## [Source data]
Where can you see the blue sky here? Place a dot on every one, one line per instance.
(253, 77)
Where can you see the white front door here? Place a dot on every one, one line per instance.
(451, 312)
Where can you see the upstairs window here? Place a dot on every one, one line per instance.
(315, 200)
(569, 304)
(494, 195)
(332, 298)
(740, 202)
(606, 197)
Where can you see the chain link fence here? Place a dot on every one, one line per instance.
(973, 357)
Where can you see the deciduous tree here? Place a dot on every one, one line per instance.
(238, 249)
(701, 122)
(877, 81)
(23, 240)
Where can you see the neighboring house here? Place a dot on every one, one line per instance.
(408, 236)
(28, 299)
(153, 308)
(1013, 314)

---

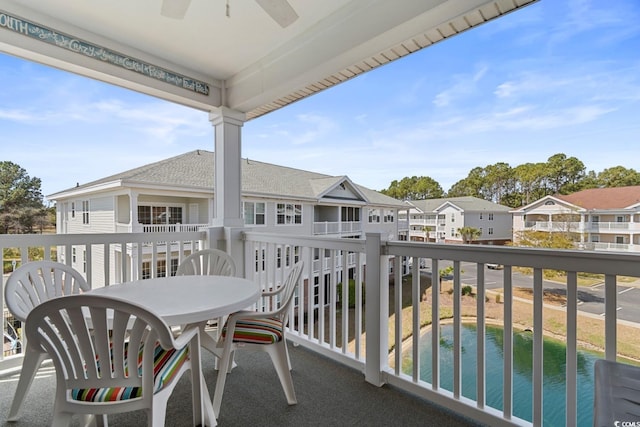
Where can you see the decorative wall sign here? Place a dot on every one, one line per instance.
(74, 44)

## [What the exercise asks]
Collect every line of the data above that contains the word "Place".

## [Answer to the exercise]
Where can you see the blue sky here? Place a dot on every one, one line per instance.
Where can you see the white front door here? Place a dot on every one, one line per instance.
Where can you see the upstairs window here? Place a dot on every one, one line per instance.
Where can you see the chain link fence here? Place a dot on every one, one line per instance.
Where can you see the deciduous tree here? Place a dot on every one, one line per instance.
Where can you see the neighboring house here? Place a dot on every one, one line per instance.
Where can you see the decorative wall sign here? Place a dot on every one, one line per instance.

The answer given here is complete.